L’anonimato le permette di dirottare tutta l’attenzione mediatica sulla propria poetica, più che sulla sua firma e di confrontarsi con temi divisivi, senza paura di provocare il pubblico o di prendere una posizione. A una prima lettura Laika si presenta come un’artista ironica e pop, ma le sue opere in realtà assumono i tratti di veri e propri manifesti politici.
Nel documentario diretto da Spera e scritto con la sceneggiatrice Daniela Ceselli la telecamera riprende l’anticonvenzionale “attacchina” romana nei suoi blitz notturni durante i mesi del lockdown: l’arte di Laika ha saputo far riflettere sulle tematiche che la tragedia del virus ha messo in risalto o che ha fatto passare in secondo piano, come razzismo, uguaglianza di genere e migrazione. Attraverso immagini di repertorio e interviste, Life Is (Not) A Game osserva e restituisce gli avvenimenti che hanno segnato gli ultimi anni attraverso gli occhi dell’artista e il suo pensiero politico: dalle conseguenze della pandemia fino alla guerra in Ucraina.

_ _ _ _

CONSEGNE ->
1/ Riscrivi il tratto del brano sull'artista Laika che va da "Nel documentario diretto" fino a "guerra in Ucraina.", mettendo "confinamento" al posto di "lockdown".
2/ Secondo il brano sull'artista Laika, con quale sceneggiatrice Spera ha scritto il documentario?
I dati che seguono non hanno alcun ruolo in questo lavoro.

Dati di espressioni referenziali basati su fotografie ->
_ _ _ _

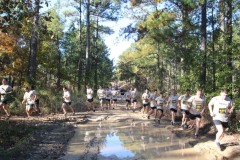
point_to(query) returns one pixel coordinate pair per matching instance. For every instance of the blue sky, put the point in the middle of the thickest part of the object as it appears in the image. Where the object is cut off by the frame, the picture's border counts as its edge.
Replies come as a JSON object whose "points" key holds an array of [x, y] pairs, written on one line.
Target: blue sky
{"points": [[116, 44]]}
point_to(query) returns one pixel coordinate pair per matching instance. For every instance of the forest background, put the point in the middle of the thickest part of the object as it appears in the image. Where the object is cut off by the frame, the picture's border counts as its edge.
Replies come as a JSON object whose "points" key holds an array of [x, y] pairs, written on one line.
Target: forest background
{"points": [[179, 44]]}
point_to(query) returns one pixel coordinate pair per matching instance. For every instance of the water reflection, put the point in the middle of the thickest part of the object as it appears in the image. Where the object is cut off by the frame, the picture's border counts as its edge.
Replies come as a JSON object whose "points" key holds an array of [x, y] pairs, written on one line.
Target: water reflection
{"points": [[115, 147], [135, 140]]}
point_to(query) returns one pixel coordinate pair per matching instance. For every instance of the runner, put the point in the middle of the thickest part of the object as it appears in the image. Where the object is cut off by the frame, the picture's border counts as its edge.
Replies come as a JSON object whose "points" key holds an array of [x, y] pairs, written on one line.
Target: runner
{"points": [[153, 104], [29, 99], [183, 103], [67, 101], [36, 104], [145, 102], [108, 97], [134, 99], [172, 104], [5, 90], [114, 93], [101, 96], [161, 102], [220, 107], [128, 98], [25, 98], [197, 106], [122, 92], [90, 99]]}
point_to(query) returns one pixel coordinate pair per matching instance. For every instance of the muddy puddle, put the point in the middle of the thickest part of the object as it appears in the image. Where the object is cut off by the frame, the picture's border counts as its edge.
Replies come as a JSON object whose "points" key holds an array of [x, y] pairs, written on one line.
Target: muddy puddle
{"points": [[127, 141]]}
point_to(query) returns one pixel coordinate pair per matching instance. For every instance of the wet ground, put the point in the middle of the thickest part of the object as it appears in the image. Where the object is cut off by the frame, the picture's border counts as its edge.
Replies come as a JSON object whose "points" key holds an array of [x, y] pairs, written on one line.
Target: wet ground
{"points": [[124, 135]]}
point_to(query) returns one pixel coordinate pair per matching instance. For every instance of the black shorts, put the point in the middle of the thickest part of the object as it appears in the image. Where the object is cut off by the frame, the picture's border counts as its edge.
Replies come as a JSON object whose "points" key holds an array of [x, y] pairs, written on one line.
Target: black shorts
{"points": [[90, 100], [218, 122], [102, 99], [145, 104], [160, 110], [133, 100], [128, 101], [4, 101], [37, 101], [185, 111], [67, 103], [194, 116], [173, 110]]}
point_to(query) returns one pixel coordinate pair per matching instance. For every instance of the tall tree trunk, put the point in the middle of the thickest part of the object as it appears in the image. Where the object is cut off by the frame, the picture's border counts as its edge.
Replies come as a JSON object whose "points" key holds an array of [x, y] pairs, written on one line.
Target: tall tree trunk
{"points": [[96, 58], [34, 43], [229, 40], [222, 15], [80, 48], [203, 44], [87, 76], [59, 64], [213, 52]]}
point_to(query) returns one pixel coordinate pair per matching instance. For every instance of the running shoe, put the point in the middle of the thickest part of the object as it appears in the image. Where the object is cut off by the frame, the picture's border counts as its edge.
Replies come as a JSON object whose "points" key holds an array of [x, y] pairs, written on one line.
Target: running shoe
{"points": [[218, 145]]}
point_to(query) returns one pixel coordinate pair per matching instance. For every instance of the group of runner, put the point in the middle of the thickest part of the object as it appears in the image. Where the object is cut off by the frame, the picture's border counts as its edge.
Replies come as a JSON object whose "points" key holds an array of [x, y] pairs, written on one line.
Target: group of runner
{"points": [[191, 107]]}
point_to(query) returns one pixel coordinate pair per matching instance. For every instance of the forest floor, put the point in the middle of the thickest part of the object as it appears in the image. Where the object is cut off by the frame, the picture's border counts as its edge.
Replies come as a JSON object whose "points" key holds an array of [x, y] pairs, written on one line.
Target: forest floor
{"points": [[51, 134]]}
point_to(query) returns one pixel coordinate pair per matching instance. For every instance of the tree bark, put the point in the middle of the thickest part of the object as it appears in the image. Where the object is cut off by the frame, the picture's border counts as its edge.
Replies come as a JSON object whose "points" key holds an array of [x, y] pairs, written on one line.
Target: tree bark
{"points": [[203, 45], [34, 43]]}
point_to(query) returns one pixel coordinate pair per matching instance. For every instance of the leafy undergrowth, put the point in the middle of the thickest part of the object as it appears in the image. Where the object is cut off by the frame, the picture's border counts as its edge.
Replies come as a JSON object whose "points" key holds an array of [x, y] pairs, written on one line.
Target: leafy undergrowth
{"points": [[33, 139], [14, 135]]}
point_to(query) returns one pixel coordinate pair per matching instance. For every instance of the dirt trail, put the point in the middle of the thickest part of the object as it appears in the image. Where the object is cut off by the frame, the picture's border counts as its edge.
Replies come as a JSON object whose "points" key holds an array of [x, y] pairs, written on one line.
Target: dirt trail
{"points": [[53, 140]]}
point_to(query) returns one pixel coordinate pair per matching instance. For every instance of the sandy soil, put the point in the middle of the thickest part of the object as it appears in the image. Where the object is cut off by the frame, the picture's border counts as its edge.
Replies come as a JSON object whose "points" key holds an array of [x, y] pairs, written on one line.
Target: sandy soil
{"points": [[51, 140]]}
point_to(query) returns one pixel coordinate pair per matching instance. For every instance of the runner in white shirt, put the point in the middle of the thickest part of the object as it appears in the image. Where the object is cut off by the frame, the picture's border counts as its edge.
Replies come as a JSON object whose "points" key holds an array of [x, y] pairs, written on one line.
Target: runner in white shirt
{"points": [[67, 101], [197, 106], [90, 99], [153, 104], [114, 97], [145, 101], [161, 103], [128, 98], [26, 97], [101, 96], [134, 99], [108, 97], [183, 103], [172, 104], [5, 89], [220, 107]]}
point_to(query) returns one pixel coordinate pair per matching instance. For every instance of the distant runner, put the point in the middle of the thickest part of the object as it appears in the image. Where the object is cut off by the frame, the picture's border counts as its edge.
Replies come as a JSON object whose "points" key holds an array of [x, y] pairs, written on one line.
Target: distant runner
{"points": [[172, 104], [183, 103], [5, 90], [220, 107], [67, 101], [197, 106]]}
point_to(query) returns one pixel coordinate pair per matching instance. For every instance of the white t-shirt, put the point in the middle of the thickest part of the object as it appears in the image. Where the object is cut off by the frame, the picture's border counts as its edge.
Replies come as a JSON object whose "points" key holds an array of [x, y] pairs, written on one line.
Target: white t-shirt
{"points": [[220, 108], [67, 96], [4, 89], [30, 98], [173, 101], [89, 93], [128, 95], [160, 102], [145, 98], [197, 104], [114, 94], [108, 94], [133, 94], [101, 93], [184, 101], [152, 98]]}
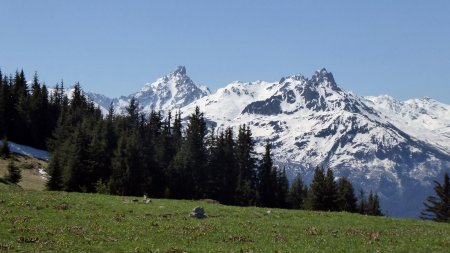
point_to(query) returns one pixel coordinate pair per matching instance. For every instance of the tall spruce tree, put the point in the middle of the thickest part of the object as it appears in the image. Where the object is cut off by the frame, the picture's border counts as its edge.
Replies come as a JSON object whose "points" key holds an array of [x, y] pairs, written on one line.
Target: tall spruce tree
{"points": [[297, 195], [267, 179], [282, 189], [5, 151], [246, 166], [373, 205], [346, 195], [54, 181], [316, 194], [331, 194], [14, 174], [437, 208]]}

_ _ _ _

SOLUZIONI DELLE CONSEGNE ->
1/
Nel documentario diretto da Spera e scritto con la sceneggiatrice Daniela Ceselli la telecamera riprende l’anticonvenzionale “attacchina” romana nei suoi blitz notturni durante i mesi del confinamento: l’arte di Laika ha saputo far riflettere sulle tematiche che la tragedia del virus ha messo in risalto o che ha fatto passare in secondo piano, come razzismo, uguaglianza di genere e migrazione. Attraverso immagini di repertorio e interviste, Life Is (Not) A Game osserva e restituisce gli avvenimenti che hanno segnato gli ultimi anni attraverso gli occhi dell’artista e il suo pensiero politico: dalle conseguenze della pandemia fino alla guerra in Ucraina.

2/ Con Daniela Ceselli.